Image-grounded pointing data
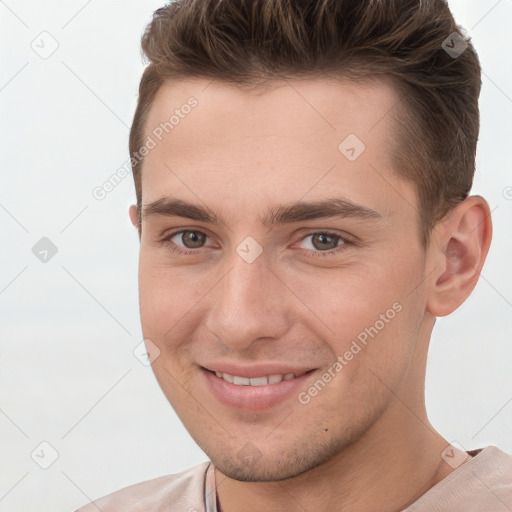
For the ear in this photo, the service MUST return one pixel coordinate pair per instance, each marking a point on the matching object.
(459, 246)
(134, 217)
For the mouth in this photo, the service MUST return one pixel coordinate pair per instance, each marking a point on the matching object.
(261, 390)
(264, 380)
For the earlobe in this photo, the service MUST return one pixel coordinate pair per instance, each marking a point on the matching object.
(462, 246)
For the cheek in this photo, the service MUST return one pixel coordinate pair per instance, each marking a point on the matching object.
(166, 296)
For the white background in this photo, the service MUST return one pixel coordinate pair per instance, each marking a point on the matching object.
(69, 326)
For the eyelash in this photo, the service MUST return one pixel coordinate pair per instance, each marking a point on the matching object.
(177, 249)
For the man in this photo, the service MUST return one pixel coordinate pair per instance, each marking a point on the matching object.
(302, 171)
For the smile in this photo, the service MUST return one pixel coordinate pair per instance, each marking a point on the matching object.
(256, 381)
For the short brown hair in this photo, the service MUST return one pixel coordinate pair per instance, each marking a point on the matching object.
(250, 41)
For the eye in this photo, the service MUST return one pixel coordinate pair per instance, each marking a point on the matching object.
(191, 240)
(324, 243)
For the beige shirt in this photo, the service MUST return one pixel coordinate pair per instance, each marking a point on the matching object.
(482, 484)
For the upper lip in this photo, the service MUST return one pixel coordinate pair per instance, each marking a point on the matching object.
(259, 370)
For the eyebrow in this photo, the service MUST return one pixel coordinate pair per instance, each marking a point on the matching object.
(280, 214)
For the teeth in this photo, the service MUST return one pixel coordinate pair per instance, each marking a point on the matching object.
(255, 381)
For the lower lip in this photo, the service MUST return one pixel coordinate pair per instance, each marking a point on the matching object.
(253, 397)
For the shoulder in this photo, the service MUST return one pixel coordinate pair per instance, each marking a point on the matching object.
(179, 491)
(482, 483)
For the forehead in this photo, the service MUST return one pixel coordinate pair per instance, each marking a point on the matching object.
(287, 138)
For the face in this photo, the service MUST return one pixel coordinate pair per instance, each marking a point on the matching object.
(280, 269)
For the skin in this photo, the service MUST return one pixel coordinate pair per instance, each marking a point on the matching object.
(364, 442)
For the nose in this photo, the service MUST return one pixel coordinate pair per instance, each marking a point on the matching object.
(248, 304)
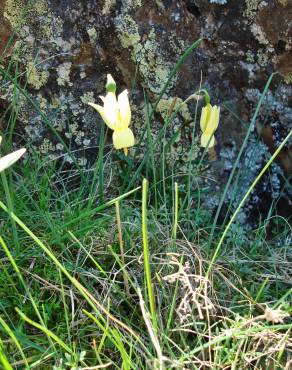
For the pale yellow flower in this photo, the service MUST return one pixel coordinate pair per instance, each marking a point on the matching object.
(209, 123)
(116, 113)
(11, 158)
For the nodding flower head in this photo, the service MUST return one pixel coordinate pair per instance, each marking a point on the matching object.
(209, 123)
(116, 113)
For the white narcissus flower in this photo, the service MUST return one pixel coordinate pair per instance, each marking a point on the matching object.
(11, 158)
(209, 123)
(116, 113)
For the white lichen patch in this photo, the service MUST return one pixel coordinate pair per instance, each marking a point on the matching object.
(46, 146)
(259, 34)
(36, 78)
(107, 6)
(92, 35)
(63, 71)
(128, 31)
(87, 97)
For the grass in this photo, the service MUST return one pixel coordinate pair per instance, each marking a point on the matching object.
(140, 275)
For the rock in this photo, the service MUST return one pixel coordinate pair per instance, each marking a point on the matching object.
(62, 51)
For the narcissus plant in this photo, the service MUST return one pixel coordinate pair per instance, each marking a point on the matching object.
(209, 122)
(11, 158)
(116, 113)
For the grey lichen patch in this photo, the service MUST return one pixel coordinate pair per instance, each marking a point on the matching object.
(88, 97)
(251, 8)
(14, 11)
(21, 13)
(153, 66)
(36, 78)
(128, 32)
(259, 34)
(107, 6)
(92, 35)
(63, 71)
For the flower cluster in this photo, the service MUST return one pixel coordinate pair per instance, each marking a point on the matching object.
(116, 114)
(209, 122)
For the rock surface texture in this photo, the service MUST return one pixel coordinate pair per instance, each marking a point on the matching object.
(60, 51)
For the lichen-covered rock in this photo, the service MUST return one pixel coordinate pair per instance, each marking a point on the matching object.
(61, 50)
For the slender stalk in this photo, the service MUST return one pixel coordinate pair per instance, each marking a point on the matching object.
(121, 242)
(175, 223)
(146, 254)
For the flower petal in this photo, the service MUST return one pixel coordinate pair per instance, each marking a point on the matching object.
(11, 158)
(205, 138)
(111, 110)
(205, 116)
(125, 110)
(214, 119)
(123, 139)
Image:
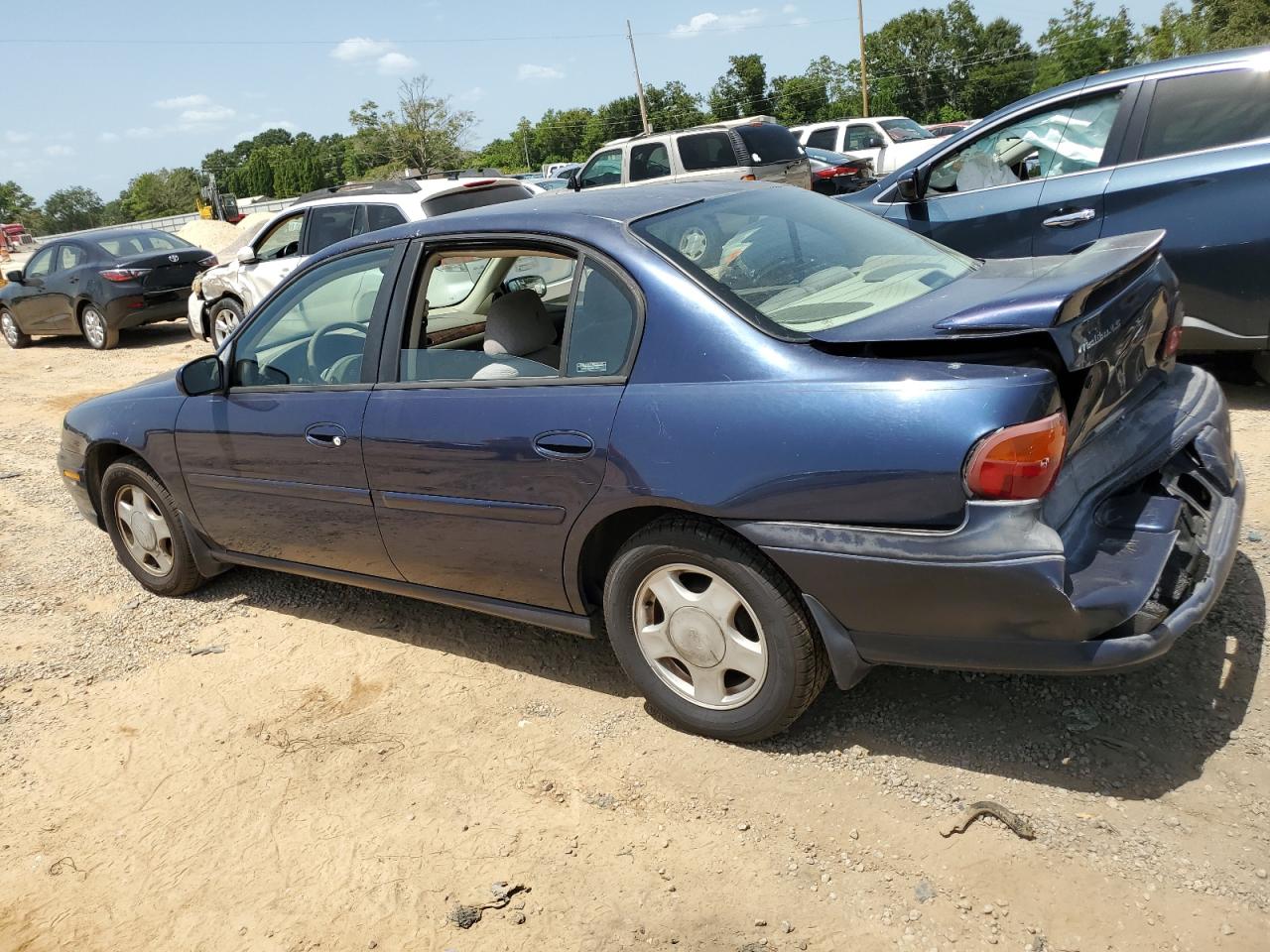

-- WHAT YOU WILL DO --
Each of the lines above should be transcribed exactly; no image is to be copied.

-- RESPONSE TO THIS TASK --
For the ear in this photo, the service MUST return one pixel coordinate pair per instance, each marking a point on the matching object.
(459, 246)
(134, 217)
For the mouth in this photo, the service MUST return one pixel coordinate pair per instance, each marking a point on the matching object.
(261, 390)
(264, 380)
For the earlobe in this photo, the service MUST return one pixel coordinate pair per instance, each marking a point on the matching object.
(462, 246)
For the cheek in this photo, the service MUST return one pixel coordinate pair per instance, each marking a point on the matching object.
(166, 296)
For the white background in this photo, the service MUST return one pixel coordinate pair per instance, each marking a point on the matching object.
(69, 326)
For the eyelash in this photo, the service MUST return one pixel coordinate pair per instance, each marking a point on the matching object.
(177, 249)
For the man in this photo, the service MUST return one pixel coordinate pair per instance, each marking a point on the matching object.
(302, 171)
For the smile in this photo, the service MUST return one pixel coordinate pair per instance, each marking a point on the matching object.
(256, 381)
For the short brown hair in this photo, the service MUST return one pixel coordinate pair per instance, each marking a point on the matching object.
(250, 41)
For the eye in this photo, the service MUST return one pixel coordinate pair per instance, each marking a point on the matching object.
(191, 240)
(324, 243)
For the beige shirt in this photo, the service MUST return one pixel coordinate pair per instance, each marking a point on the matching object.
(482, 484)
For the upper lip in this photo, the service MUST return one pixel coordinate pair per instance, each marking a point on the matching object.
(259, 370)
For the eyebrow in this photo, the service MUST return one pixel coordinate pair per instance, each marking a point on the matching object.
(280, 214)
For the teeth in this photo, the service MUST return one pixel coordinate pair per instance, each marking a point on the matching object.
(255, 381)
For the lower lip in this photo, the service MUST return one pixel coordinate pair per instance, each marking a point on the matching object.
(253, 397)
For the shoulder in this photo, the service MUST return one pixel coordinate pair per instance, each marking a point on the matching object.
(179, 491)
(482, 483)
For the forehead in this photo, the service MUST return one pixel coordinate pair per instance, each marking a point on the matching object.
(287, 138)
For the face in this photo, the service MUST return one pixel coordinate pair per instance, each marking a point on the matching object.
(280, 269)
For the skin in this photo, the service MUST return one pixel coordinate pair per instance, each marking a point on the matching object.
(364, 442)
For the nose in this photo, the service MUST return one pixel coordinate pair per instance, each marking a point on the matching object.
(248, 304)
For the pale yellow flower in this photo, the service MUST return one pixel coordinate pair per instance, each marking a point on the matching object.
(209, 123)
(116, 113)
(11, 158)
For the nodding flower head in this photo, the service MUST return one pixel coordinate pair per instance, each marking a point on the matching object.
(209, 123)
(116, 113)
For the white narcissus flower in this photo, the service MUST return one pixel coordinate pair per instance, each marking a point on the matching object.
(11, 158)
(209, 123)
(116, 113)
For the white lichen patch in this photo, the service MUST return one pixel coordinate pair per instance, each marking a point on the matching object.
(46, 146)
(259, 34)
(36, 78)
(107, 6)
(92, 35)
(63, 71)
(128, 31)
(87, 97)
For the grass in this photo, the service MUST return one pixel coordinate pair per instance, each marking a point on the matching object.
(140, 275)
For the rock in this photo, the service MUST return one pixel coordinate pair per instance, each marking a point on the matching object.
(62, 51)
For the narcissus plant in this photo, the service MUST return one pixel coordinate pair per instance, each marking a point on the matching object.
(209, 122)
(11, 158)
(116, 113)
For the grey lichen patch in this photo, the service MUST return one pixel coordinate pair per instance, each marking a point on the matching object.
(88, 97)
(251, 8)
(14, 11)
(21, 13)
(153, 66)
(36, 78)
(128, 32)
(259, 34)
(107, 6)
(92, 35)
(63, 71)
For the flower cluster in this photo, the service MUST return one pixel coordinate pair per instance, each marking a point on the matching object.
(116, 114)
(209, 122)
For the rock surface texture in this photo, the service MUST return one pixel coordinate pair per instance, each marking a point on the matching object.
(60, 51)
For the lichen-covered rock in this photo, the service MUST return one pixel coordinate pair per instance, each marking a point on the matching object.
(61, 50)
For the slender stalk in this photo, the service MUST return one pixel coordinate pair per instance, each marking a point on the matching object.
(121, 242)
(175, 223)
(146, 254)
For the flower petal in this photo, the service MUST return one pixel coordinate pair per instance, each marking a point on the matching object.
(11, 158)
(205, 138)
(111, 110)
(205, 116)
(125, 110)
(214, 119)
(123, 139)
Image:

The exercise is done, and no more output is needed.